→ Consigne 1
Pouvez-vous modifier un passage du texte sur les LOURI en le recopiant à partir des mots « C'est le seul » et jusqu'après « l'infirmier de l'établissement. », avec « pêcheur » à la place de « marin » ?
→ Consigne 2
Pouvez-vous reprendre le texte sur les LOURI et le poursuivre là où il s'arrête ?

→ Texte choisi
--------------------

Overblog
Editer l'article Suivre ce blog Administration + Créer mon blog

Généalogie à la Désirade (Guadeloupe)

Les LOURI

Le 6 mars 1871 à la Désirade, la naissance de Nestor LOURI est déclarée par Lusine FRANCHIPANE, veuve Jean Noël, 70 ans, propriétaire, laquelle était présente à l'accouchement. L'enfant est né le 26 février en la maison des héritiers RUILLIER, sise au bourg de la Grand'Anse, fils d'Henriette LOURI, âgée de 24 ans, cultivatrice, domiciliée en la commune. Un des témoins est Honoré Saint-Clair RUILLIER (1818-1892), propriétaire. 

C'est le seul acte au nom LOURI enregistré dans l'état civil de l'île au dix-neuvième siècle. C'est à Pointe-à-Pitre que  je retrouve la trace de Nestor LOURI, marin, domicilié dans la ville, qui déclare le 6 octobre 1902 la naissance de sa fille naturelle Marie Sidonie Charlésine LOURI, issue de sa relation avec la demoiselle Edithe Alexine SAINT-JEAN. Née le 24 août 1902, l'enfant meurt le 7 octobre de la même année.

A la date du 20 avril 1892, toujours à Pointe-à-Pitre, je trouve l'acte de décès de la demoiselle Annicette LOURI, âgée d'environ 47 ans, sans profession, domiciliée en cette ville où elle est née de parents inconnus. Elle est décédée le même jour à l'Hôtel-Dieu où elle était entrée le 31 mars. Les déclarants sont l'économe et l'infirmier de l'établissement.

--------------------

→ Données enregistrées
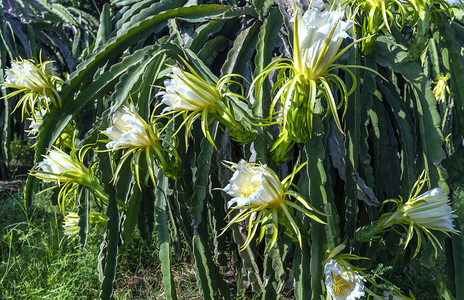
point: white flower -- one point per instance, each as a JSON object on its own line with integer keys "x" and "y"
{"x": 70, "y": 223}
{"x": 25, "y": 74}
{"x": 431, "y": 210}
{"x": 185, "y": 91}
{"x": 129, "y": 130}
{"x": 56, "y": 164}
{"x": 319, "y": 36}
{"x": 253, "y": 185}
{"x": 342, "y": 283}
{"x": 36, "y": 121}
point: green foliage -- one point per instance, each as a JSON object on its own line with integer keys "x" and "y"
{"x": 37, "y": 260}
{"x": 394, "y": 125}
{"x": 21, "y": 152}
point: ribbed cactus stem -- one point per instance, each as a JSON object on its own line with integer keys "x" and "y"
{"x": 317, "y": 179}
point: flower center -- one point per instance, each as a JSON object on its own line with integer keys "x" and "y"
{"x": 248, "y": 191}
{"x": 341, "y": 286}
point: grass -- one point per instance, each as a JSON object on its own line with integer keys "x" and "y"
{"x": 39, "y": 262}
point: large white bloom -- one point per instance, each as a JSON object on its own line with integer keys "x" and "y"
{"x": 318, "y": 36}
{"x": 71, "y": 224}
{"x": 24, "y": 74}
{"x": 188, "y": 92}
{"x": 58, "y": 166}
{"x": 342, "y": 283}
{"x": 129, "y": 130}
{"x": 253, "y": 185}
{"x": 431, "y": 210}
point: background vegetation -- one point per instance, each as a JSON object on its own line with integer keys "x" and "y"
{"x": 165, "y": 241}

--------------------

→ Réponse 1
C'est le seul acte au nom LOURI enregistré dans l'état civil de l'île au dix-neuvième siècle. C'est à Pointe-à-Pitre que  je retrouve la trace de Nestor LOURI, pêcheur, domicilié dans la ville, qui déclare le 6 octobre 1902 la naissance de sa fille naturelle Marie Sidonie Charlésine LOURI, issue de sa relation avec la demoiselle Edithe Alexine SAINT-JEAN. Née le 24 août 1902, l'enfant meurt le 7 octobre de la même année.

A la date du 20 avril 1892, toujours à Pointe-à-Pitre, je trouve l'acte de décès de la demoiselle Annicette LOURI, âgée d'environ 47 ans, sans profession, domiciliée en cette ville où elle est née de parents inconnus. Elle est décédée le même jour à l'Hôtel-Dieu où elle était entrée le 31 mars. Les déclarants sont l'économe et l'infirmier de l'établissement.

→ Réponse 2
Annicette LOURI avait donné naissance à Pointe-à-Pitre à un fils naturel, Léon Edmond LOURI, le 16 mai 1864, dans la maison de la dame veuve Moïse GIRAUD, rue de la Source, où elle demeurait passagèrement. Elle est dite âgée de 19 ans, cultivatrice, domiciliée à la Désirade.

La déclaration est fait par le sieur Edmond, 45 ans, capitaine au cabotage, lequel a assisté à l'accouchement. Les témoins sont Antoine VANGOUT, 38 ans, et Honoré TRAJAT, 32 ans, tous deux capitaines au cabotage. Le premier natif de la Désirade (mais s'étant marié et vivant à Pointe-à-Pitre) et l'autre des Saintes. 

Le sieur Edmond pourrait se confondre avec Edmond, voilier, âgé de 58 ans, né et domicilié à Pointe-à-Pitre et y décédé célibataire le 22 septembre 1880 à l'hospice Saint-Jules où il était entré le 4 août. 

Léon Edmond LOURI est décédé le 6 septembre 1865 à Pointe-à-Pitre, maison du sieur CHALLIET, "rue Dubouchage où demeure passagèrement la mère". Annicette LOURI est dite âgée de 20 ans, cultivatrice, domiciliée à la Désirade. 

Annicette LOURI a été la compagne de Janvier ZODIA, marin, nouveau libre de la Désirade, y né le 24 janvier 1843. Ils ont eu au moins quatre enfants ensemble : Lucienne ZODIA (1867-1876), Jeannine Amélie ZODIA (1870), Jean ZODIA (1873-1881) et Rosélie ZODIA (1878-1879). 

Dans tous ces actes, Annicette LOURI est dite servante. D'abord dite domiciliée à la Désirade et demeurant passagèrement à Pointe-à-Pitre, elle y est dite domiciliée  à partir de 1873 et Janvier ZODIA à partir de 1874. Ce dernier est décédé, journalier, à Pointe-à-Pitre le 12 septembre 1880. Le 14 février 1883, Annicette LOURI  donne naissance à des jumeaux, Octave et Octavie LOURI (décédée le 8 avril 1883).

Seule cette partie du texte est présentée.